----- DATA SHOWN

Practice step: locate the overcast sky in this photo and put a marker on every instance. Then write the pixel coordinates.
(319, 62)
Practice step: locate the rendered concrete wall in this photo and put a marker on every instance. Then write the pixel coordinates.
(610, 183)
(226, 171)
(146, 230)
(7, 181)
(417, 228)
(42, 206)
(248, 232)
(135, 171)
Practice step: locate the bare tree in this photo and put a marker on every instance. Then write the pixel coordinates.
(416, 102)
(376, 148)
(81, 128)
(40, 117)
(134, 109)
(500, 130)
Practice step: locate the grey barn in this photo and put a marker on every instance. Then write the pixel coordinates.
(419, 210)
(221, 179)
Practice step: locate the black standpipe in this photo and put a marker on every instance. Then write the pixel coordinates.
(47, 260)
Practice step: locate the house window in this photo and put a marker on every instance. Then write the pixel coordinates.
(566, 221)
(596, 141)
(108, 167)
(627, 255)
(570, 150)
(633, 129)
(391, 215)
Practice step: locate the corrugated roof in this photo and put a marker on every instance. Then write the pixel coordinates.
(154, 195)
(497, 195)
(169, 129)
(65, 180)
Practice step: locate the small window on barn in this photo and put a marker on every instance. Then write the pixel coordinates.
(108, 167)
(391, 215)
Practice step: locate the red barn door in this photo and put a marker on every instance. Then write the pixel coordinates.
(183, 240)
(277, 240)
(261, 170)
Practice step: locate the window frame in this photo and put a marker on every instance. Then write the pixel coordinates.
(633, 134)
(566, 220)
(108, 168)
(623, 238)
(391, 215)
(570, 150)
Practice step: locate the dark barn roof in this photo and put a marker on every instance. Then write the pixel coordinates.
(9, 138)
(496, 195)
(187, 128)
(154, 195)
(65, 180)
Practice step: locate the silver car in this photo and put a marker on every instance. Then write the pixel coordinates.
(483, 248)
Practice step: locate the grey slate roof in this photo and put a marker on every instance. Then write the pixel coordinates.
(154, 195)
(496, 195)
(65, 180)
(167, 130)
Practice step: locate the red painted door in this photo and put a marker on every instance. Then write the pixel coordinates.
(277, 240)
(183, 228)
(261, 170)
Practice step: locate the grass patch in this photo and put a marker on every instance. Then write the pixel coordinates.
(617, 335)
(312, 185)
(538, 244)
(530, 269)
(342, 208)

----------

• WHAT IS BEING ASKED: Render everything from the row containing "Practice step: locate the red painted" down to the end of the rows above as a Markdown table with two columns, Index and Text, giving each line a number under Index and omitting blank lines.

• RESULT:
| Index | Text |
|---|---|
| 1 | Practice step: locate the red painted door in this photo and put a marker on every instance. Then write the pixel coordinates. |
| 2 | (277, 240) |
| 3 | (183, 228) |
| 4 | (261, 170) |
| 5 | Practice step: locate the grass patch in this photo and put a marker on every instance. Then write the pixel coordinates. |
| 6 | (617, 335) |
| 7 | (312, 185) |
| 8 | (538, 244) |
| 9 | (530, 269) |
| 10 | (342, 208) |